§ PROVIDED INFORMATION:
.....
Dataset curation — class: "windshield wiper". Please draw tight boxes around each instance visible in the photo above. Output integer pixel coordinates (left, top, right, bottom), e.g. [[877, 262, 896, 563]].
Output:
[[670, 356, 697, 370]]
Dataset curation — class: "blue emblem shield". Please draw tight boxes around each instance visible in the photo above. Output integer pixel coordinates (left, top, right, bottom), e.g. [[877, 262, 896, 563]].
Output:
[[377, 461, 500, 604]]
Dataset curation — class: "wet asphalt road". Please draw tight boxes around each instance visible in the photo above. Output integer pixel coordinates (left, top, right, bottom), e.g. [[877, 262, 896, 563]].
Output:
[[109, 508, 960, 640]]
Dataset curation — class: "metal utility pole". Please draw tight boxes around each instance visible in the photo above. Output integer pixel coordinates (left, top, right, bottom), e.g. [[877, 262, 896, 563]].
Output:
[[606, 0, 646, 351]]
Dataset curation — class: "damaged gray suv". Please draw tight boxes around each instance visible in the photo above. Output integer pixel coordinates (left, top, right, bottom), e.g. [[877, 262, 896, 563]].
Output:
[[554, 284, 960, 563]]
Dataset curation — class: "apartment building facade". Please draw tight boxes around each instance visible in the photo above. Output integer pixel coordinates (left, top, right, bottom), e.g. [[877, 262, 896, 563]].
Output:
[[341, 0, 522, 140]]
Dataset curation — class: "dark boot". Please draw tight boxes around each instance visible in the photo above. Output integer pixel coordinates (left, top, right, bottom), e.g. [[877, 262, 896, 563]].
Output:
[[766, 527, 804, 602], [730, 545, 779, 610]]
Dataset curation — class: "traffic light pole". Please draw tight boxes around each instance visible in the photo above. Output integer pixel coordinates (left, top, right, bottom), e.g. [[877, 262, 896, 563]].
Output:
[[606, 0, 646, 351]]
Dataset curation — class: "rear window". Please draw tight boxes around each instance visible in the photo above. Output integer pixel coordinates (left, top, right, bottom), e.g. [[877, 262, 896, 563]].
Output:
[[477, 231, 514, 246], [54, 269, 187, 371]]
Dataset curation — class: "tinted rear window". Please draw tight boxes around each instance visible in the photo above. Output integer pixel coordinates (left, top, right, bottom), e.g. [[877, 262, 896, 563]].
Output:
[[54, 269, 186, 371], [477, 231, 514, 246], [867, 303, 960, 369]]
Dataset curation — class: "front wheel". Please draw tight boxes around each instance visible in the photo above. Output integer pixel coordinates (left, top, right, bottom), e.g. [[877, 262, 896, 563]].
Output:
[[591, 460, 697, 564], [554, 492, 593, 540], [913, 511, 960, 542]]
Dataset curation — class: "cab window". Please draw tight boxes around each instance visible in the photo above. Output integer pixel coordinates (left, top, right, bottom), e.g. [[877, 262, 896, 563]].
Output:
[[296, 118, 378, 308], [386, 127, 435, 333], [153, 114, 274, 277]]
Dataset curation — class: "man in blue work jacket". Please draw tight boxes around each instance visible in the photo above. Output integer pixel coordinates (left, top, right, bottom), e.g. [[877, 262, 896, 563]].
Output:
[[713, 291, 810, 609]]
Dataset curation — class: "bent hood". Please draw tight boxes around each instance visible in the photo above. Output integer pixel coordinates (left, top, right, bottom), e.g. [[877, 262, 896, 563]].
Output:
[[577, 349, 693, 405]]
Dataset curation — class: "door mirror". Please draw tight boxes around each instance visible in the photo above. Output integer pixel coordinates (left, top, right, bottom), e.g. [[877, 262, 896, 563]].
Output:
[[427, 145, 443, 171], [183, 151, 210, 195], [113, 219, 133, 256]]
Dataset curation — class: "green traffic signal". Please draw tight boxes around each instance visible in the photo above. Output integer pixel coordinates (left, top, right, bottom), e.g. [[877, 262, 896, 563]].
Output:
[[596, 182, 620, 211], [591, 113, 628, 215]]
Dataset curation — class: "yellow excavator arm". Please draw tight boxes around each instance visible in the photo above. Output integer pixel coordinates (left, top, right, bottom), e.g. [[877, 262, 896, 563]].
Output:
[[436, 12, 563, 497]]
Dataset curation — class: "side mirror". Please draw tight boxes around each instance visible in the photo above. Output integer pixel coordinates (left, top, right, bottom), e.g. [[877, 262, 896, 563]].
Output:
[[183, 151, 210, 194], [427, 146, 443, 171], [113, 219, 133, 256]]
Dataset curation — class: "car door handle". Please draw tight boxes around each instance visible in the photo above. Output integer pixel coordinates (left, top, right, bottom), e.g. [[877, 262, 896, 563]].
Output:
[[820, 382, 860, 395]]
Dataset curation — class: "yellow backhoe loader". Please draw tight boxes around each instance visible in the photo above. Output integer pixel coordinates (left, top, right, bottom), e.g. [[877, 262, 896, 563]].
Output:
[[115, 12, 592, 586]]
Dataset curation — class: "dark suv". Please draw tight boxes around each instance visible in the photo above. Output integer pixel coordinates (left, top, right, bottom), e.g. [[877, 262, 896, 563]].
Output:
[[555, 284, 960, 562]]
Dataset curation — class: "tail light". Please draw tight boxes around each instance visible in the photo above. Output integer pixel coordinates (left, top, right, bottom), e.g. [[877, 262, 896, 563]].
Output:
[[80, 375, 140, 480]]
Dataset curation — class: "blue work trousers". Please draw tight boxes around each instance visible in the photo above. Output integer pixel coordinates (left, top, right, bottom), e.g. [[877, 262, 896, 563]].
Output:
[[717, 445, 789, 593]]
.....
§ EXERCISE OBJECTIVE:
Rewrite everything from the first row down to the line containing "[[477, 231, 514, 246], [54, 269, 187, 371]]", replacing "tight boxes" with "close-fitting boxes" and leaving all else unchanged.

§ PROBLEM SOLUTION:
Dataset curation — class: "windshield wiper". Please draw close-fitting boxes around each instance visible in the photo above. Output integer pixel coordinates (left, top, right, bottom), e.g. [[877, 262, 896, 563]].
Output:
[[670, 356, 697, 370]]
Dataset curation — class: "blue emblem shield". Please draw close-fitting boxes around each instance visible in the photo above. Output integer pixel coordinates (left, top, right, bottom), e.g. [[877, 262, 896, 563]].
Output:
[[377, 461, 500, 604]]
Dataset curation — class: "wet asphalt road". Please draw close-fitting boxes around each instance visible in the photo above. Output integer pixel coordinates (left, top, right, bottom), e.g. [[877, 262, 896, 563]].
Output:
[[109, 508, 960, 640]]
Dataset curation — class: "metal utility pole". Please draw close-fitting boxes around each instance visible in the photo above. Output integer pixel coordinates (left, top, right, bottom), e.g. [[877, 262, 896, 563]].
Output:
[[606, 0, 646, 351]]
Dataset curation — class: "damaged gray suv". Please draw close-fitting boxes around each instance visible in the photo above. Output integer pixel coordinates (left, top, right, bottom), e.g. [[877, 262, 896, 563]].
Output:
[[554, 284, 960, 563]]
Dataset curation — class: "apartment building facade". Please draw close-fitting boxes around each instance visible in the photo above. Output integer pixel coordinates (left, top, right, bottom), e.g. [[877, 262, 896, 563]].
Output:
[[341, 0, 522, 140]]
Dataset curation — class: "dark boot". Please draw close-fitting boxes around each instance visible in the photo above. Output integer pixel coordinates (left, top, right, bottom), e.g. [[877, 262, 896, 563]].
Output:
[[766, 527, 804, 602], [730, 545, 779, 610]]
Dataset curation — class: "traffic light pole". Please draw close-fitting boxes around each instance visible in the photo above. Output integer pixel coordinates (left, top, right, bottom), e.g. [[877, 262, 896, 563]].
Output:
[[606, 0, 646, 351]]
Dataset curation — class: "rear window". Please draw close-fitting boxes around each instance visible in the photo above. Output integer pixel coordinates (left, top, right, bottom), e.g. [[877, 262, 896, 563]].
Output:
[[477, 231, 514, 246], [54, 269, 187, 371]]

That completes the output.